A wake of life

Mike woke me up in a flash of time. There were so many things that he could teach me and I realised I could do more. I was reminded again I was falling behind time. What I had been were earning me nothing; perhaps some compliments were nice but definitely wouldn’t fill my stomach.

This drive I’ve to maintain, I’m going to advance beyond my limit. I’ve to start pushing away my current work, set them aside and incline for work that can bring me to greater height.

These few days I’ve to sort things out and prioritize my time. I need to stay focus and not lose my concentration. I need to battle against my tiredness. I need to change my mindset and perhaps try to get back my form like in the past when I feared no weariness. I need to overcome my migraine and brain block. I want to be a great man.

Girls, I’ve to avoid, making sure no liar would affect me. I need not be afraid of losing my chances, because there isn’t any for me since day one. Nothing’s going to bring me down. I designate my own life, my future and I’m the man who will create miracle. I’m nothing with my poor knowledge, and background, but I’m still the man, who would struggle and not accept defeat.

Man does wise up every now and then. I can never be a puppet or clown for life. I love appreciation but rarely anyone would give it to me sincerely. I’m off to find my own life, the route to light, heaven or paradise – be it what you’d consider.
------------------------------
● **WHAT IS ASKED**:
**1.** In the reflection titled "A wake of life," who woke the writer up in a flash of time?
**2.** Continue the reflection titled "A wake of life" past its final sentence.

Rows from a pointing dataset
------------------------------
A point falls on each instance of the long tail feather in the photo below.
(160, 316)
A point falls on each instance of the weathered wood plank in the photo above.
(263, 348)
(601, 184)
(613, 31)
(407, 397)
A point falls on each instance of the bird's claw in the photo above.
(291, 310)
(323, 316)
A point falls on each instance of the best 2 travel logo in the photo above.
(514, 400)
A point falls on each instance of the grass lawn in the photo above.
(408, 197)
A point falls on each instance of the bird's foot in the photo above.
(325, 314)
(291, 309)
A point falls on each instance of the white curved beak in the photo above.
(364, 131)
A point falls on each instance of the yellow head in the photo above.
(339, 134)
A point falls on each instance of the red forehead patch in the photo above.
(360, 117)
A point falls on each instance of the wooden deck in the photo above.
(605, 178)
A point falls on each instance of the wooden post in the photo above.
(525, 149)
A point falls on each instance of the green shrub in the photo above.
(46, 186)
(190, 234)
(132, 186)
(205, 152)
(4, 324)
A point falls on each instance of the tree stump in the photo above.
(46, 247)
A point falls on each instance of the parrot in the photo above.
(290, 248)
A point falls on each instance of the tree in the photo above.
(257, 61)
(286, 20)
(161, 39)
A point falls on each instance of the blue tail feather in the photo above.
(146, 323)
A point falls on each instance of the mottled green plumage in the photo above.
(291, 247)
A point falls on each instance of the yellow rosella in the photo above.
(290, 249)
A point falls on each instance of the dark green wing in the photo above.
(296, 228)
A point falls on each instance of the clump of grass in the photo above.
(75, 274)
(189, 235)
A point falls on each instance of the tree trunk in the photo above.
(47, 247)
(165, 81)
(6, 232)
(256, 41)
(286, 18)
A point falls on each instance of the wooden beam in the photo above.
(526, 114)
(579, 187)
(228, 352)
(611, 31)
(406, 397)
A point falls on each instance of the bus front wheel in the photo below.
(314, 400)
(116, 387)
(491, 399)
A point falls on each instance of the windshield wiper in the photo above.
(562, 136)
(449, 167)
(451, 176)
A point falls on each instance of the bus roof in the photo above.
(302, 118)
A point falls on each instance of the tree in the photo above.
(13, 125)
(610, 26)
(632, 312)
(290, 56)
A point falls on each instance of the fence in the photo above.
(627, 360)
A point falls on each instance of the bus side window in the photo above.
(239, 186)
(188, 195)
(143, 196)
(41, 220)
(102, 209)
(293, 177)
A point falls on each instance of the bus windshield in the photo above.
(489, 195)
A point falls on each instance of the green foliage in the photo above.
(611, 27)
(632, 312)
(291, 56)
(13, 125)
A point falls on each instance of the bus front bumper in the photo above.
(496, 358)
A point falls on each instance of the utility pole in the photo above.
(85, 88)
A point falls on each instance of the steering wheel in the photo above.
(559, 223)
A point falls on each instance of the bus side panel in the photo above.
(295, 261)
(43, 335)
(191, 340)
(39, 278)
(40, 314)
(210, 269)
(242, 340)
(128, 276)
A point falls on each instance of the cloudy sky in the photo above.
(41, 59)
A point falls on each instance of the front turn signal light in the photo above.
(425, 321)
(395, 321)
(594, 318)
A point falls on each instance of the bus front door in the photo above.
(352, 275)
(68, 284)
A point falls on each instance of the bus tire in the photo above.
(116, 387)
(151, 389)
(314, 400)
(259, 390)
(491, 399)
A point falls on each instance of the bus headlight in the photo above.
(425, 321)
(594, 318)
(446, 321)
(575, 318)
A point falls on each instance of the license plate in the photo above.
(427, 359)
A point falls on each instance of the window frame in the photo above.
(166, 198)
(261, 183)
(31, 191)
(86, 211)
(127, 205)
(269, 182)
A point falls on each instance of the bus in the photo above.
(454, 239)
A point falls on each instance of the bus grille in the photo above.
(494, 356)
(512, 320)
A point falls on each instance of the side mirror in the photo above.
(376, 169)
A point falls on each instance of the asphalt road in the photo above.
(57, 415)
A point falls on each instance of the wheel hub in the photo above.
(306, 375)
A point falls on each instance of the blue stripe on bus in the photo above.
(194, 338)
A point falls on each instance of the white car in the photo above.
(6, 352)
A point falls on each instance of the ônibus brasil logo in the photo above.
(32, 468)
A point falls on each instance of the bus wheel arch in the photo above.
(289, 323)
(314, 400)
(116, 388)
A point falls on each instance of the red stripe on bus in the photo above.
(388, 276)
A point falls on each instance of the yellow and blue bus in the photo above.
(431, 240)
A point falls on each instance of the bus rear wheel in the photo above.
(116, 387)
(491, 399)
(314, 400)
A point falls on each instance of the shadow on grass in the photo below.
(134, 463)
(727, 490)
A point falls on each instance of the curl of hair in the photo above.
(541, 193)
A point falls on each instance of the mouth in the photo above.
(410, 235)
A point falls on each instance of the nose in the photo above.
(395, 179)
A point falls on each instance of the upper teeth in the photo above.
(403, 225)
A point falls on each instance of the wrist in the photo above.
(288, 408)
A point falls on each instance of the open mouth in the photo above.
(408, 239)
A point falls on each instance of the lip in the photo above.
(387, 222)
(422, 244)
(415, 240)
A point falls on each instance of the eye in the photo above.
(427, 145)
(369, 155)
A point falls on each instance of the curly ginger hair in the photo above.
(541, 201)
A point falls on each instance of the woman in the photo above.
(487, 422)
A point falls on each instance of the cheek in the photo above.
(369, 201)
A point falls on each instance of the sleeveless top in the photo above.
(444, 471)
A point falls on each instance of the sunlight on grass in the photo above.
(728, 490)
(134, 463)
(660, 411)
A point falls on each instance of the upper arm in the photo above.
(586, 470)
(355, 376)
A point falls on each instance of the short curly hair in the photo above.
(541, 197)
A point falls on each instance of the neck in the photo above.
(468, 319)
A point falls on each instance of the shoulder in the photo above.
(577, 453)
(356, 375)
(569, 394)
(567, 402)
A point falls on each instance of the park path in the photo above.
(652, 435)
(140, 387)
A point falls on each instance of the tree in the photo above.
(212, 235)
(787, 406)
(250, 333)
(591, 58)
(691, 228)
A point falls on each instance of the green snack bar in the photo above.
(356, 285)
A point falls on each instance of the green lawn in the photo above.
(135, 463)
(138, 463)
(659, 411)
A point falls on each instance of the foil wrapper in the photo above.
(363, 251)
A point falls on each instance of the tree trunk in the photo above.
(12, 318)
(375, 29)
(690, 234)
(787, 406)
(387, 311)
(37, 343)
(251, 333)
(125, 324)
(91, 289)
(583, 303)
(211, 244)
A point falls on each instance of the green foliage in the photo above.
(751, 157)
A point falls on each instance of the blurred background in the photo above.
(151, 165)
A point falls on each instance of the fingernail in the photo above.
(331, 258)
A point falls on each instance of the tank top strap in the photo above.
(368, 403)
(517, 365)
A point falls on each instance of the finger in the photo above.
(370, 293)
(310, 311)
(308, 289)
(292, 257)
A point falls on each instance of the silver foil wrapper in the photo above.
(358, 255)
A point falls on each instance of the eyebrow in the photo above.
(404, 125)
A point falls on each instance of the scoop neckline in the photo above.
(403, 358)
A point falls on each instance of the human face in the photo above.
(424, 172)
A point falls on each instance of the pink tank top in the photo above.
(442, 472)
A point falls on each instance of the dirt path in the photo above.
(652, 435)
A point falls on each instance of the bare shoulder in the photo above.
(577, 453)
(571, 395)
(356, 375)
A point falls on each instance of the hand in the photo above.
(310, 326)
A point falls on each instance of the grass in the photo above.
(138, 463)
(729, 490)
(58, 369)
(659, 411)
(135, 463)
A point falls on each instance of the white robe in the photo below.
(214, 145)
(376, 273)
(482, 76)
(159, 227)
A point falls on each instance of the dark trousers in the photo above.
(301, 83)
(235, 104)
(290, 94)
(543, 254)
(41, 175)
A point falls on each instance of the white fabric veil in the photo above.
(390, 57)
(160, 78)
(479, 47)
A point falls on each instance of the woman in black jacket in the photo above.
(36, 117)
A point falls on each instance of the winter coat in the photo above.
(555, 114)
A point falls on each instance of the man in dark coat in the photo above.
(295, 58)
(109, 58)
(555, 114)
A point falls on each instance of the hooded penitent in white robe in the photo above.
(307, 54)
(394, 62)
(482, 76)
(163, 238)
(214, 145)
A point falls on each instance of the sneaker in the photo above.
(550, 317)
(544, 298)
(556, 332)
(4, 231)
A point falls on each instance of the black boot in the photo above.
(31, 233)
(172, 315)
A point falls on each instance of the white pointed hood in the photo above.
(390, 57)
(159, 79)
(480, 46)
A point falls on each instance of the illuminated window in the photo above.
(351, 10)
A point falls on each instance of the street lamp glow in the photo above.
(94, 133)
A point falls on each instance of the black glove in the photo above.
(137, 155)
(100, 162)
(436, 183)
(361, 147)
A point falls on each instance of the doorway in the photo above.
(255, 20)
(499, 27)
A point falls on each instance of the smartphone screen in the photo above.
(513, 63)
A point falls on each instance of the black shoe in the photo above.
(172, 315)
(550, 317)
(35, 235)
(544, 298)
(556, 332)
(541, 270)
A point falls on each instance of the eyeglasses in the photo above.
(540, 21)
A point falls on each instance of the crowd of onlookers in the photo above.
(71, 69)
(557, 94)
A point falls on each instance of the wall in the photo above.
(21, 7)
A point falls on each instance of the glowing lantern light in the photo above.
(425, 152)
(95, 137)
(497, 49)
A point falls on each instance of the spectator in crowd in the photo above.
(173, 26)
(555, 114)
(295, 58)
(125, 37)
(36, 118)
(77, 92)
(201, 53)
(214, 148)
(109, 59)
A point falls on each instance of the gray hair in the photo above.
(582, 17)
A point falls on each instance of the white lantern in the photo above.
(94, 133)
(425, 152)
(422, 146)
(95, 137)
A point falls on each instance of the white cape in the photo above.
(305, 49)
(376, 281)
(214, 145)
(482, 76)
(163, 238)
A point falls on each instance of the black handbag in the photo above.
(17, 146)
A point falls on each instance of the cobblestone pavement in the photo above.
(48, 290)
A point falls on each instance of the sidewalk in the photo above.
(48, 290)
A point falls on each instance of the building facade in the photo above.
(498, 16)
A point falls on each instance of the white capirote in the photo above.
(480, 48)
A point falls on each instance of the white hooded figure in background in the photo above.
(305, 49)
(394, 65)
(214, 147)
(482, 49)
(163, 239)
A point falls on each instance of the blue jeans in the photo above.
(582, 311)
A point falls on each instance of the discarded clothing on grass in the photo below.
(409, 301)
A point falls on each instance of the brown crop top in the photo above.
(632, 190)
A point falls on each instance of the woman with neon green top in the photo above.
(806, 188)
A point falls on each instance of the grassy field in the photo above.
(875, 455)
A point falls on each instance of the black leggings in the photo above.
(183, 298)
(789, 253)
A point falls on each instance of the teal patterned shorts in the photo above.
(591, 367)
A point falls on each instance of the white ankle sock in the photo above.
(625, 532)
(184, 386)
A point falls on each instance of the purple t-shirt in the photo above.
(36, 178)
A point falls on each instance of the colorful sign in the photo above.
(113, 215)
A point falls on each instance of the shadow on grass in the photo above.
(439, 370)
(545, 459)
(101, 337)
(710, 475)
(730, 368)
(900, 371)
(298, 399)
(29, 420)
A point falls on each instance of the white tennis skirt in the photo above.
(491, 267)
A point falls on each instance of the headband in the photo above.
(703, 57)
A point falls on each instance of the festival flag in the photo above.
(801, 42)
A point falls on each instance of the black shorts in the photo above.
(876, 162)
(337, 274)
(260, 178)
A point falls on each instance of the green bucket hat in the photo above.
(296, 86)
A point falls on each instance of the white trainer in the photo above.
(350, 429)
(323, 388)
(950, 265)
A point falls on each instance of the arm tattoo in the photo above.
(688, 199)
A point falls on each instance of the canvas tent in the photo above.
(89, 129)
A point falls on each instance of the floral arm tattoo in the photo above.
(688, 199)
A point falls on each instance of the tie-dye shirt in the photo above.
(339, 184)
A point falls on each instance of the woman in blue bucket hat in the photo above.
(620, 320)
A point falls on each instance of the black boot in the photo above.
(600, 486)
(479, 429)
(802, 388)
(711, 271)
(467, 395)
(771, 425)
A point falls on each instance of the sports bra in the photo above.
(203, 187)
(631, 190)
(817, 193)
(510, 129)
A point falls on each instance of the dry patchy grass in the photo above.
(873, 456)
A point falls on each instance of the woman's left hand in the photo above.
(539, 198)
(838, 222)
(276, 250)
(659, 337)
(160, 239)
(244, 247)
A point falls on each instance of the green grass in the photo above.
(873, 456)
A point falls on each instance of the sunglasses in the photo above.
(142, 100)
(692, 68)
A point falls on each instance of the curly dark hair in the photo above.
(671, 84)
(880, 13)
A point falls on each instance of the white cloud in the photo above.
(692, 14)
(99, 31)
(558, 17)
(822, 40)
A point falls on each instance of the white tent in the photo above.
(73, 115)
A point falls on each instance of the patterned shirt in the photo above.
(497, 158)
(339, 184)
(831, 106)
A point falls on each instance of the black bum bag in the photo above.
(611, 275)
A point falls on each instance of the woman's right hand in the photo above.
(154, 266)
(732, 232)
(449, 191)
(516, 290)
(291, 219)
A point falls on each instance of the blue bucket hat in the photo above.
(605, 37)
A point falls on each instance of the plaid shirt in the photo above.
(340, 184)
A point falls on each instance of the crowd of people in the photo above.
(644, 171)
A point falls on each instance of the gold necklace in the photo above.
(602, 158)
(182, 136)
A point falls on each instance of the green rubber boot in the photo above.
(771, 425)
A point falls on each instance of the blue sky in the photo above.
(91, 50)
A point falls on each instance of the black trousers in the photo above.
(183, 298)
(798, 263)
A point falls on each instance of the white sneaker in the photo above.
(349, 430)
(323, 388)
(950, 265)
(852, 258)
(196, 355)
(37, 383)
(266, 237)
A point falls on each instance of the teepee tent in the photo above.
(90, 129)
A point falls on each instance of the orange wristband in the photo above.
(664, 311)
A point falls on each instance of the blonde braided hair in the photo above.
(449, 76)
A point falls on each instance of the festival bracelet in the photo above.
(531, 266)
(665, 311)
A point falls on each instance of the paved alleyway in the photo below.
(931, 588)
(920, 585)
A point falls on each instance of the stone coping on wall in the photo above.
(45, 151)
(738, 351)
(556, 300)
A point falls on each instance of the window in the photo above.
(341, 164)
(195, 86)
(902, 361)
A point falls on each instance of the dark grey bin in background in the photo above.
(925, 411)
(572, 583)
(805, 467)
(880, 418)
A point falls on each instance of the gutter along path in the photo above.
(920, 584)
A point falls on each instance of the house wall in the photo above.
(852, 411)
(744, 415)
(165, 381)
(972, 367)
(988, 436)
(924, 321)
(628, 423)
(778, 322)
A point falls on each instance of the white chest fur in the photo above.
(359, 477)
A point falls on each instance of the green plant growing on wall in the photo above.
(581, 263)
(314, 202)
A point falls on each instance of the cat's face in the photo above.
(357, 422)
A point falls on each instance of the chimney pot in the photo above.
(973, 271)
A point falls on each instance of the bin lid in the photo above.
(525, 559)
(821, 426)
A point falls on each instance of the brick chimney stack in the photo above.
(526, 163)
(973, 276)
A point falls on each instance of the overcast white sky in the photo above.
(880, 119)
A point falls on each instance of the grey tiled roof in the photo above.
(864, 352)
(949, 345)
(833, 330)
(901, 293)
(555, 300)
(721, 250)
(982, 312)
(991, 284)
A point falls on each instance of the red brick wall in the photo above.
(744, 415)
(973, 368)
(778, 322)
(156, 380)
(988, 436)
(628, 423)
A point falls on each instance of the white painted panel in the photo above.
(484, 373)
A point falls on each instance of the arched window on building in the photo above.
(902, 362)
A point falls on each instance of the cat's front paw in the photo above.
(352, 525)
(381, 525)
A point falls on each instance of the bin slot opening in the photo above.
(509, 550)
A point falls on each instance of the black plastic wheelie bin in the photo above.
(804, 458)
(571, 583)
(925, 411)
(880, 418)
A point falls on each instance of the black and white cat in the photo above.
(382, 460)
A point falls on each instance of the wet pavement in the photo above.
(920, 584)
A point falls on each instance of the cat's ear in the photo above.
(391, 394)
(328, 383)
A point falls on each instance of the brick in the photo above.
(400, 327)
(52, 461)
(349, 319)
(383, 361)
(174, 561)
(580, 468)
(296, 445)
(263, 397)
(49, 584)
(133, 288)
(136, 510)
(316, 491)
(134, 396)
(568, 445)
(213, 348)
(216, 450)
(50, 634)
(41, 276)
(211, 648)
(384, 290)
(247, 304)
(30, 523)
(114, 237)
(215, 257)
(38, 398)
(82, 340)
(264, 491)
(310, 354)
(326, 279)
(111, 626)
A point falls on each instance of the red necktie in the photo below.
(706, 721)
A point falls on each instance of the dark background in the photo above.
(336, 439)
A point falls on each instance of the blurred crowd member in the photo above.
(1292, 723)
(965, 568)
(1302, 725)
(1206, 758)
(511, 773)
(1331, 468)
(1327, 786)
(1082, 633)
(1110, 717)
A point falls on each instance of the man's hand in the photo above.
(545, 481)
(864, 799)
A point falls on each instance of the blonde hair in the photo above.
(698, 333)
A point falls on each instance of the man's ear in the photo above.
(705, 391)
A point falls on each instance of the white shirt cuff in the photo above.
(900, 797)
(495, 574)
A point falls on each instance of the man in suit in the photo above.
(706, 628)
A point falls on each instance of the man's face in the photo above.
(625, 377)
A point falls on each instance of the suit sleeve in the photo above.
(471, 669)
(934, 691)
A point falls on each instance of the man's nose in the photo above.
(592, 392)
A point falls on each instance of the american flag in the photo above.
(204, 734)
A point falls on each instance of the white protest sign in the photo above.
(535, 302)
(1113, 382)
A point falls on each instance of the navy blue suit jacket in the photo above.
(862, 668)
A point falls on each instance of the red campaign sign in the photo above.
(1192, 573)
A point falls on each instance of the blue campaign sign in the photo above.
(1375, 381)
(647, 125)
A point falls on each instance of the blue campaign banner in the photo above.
------------------------------
● **FINAL ANSWERS**:
**1.** Mike.

**2.**
This route might lead to coldness. I don’t know what could become me if my caringness, thoughtfulness, helpfulness and other positive attributes are gone. As for now I know I’m not as helpful as in the past anymore. This is what some sensible friends have advised against selfish ones.

Whatever the outcome, I owe Mike some credits for sure. He’s someone who will never be selfish to share his knowledge and ideas, someone who should be appreciated.

Sunsetbay and K-ster

I was finally down at the beach again. Weitat was late for hours as usual, but we didn’t wait for him. It was so exaggerating as we were meeting 1.30pm in the afternoon this time and he was still asleep by then.

Sunsetbay was crowded with competition and only one court was available. Anqi was there with Haohao and her friends whom she abandoned. Together with Huiqin, Kailin, Tze Khit and an ang moh, we played by the side of the last court. It was the beginning of the sand invasion towards my eyes and I felt so protected by my spectacle in the past.

We started playing in the court without Haohao. I couldn’t really do much with the stiffness on my knees caused by the ultra hard work in camp the day before. I was doing well with the setting for Tze Khit before they made me the permanent one and my nervous mind started to fumble. I wasn’t used to play with the ang moh as well even though he did very well in his blocking.

It wasn’t long before my gastric problem aroused again. I managed to continue playing but the pain got me more strengthless as time passed by. Weitat arrived and did his warm-up very well but not in the actual game.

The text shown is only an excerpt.